### What is required
Please copy out every line of the items, from the start through the line containing "[[[819,500],[969,492],[965,383],[820,388]]]", inclusive, adjusting each polygon coordinate in the answers by -150 and leaving everything else unchanged.

### Material shown
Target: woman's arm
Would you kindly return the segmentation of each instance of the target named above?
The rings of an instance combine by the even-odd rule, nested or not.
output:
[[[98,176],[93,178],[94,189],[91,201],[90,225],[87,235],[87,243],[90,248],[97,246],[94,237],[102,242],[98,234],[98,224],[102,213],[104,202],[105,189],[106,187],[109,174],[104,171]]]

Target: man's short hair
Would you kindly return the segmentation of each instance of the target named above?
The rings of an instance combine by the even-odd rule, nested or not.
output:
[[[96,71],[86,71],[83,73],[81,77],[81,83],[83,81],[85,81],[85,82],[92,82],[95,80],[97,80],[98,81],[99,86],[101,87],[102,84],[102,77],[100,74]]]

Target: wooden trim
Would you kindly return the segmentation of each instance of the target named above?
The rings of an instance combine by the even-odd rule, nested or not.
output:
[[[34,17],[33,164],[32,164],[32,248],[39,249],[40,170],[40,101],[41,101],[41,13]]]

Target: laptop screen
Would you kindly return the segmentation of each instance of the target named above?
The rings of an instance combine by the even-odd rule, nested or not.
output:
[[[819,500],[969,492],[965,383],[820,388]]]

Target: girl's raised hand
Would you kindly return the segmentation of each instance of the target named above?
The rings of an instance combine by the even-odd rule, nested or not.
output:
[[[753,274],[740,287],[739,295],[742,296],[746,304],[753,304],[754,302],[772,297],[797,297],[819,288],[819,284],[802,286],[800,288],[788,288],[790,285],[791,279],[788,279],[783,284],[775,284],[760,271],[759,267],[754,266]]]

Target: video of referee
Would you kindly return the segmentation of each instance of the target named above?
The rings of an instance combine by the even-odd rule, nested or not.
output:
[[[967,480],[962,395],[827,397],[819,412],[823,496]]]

### Task solution
Target: woman's arm
Would you kindly return the segmentation of each instance of the target named above?
The rings of an instance combine by the even-odd rule, nested or not.
output:
[[[-52,26],[-57,28],[-56,39],[-59,51],[-60,75],[-63,85],[-63,93],[-60,98],[-53,96],[-56,87],[-48,92],[-52,84],[-52,74],[-48,63],[-46,52],[-45,39],[-44,37],[-41,24],[-46,21]]]

Target: man's short hair
Would you kindly return the segmentation of each instance of the target named above?
The rings of an instance combine by the even-odd rule, nested or not.
output:
[[[-54,-79],[-64,-79],[-67,-77],[-69,-73],[-69,-67],[-67,-69],[-65,-69],[-65,-68],[-58,-68],[-55,-70],[-53,-70],[-52,-69],[-51,-64],[-49,-63],[-48,-66],[-48,-73],[-50,-76]]]

Target: wooden trim
Would you kindly return the segmentation of each instance of the target named above?
The rings of an instance combine by the even-odd rule, nested or not.
output:
[[[-116,-133],[-117,14],[-118,14],[-118,98],[-111,99],[-110,20],[-110,-49],[-109,-49],[-109,-137]]]

Target: laptop screen
Would you kindly return the segmentation of each instance of the target named above?
The rings of an instance combine by the even-odd rule, nested or not.
output:
[[[669,350],[819,342],[815,233],[670,238]]]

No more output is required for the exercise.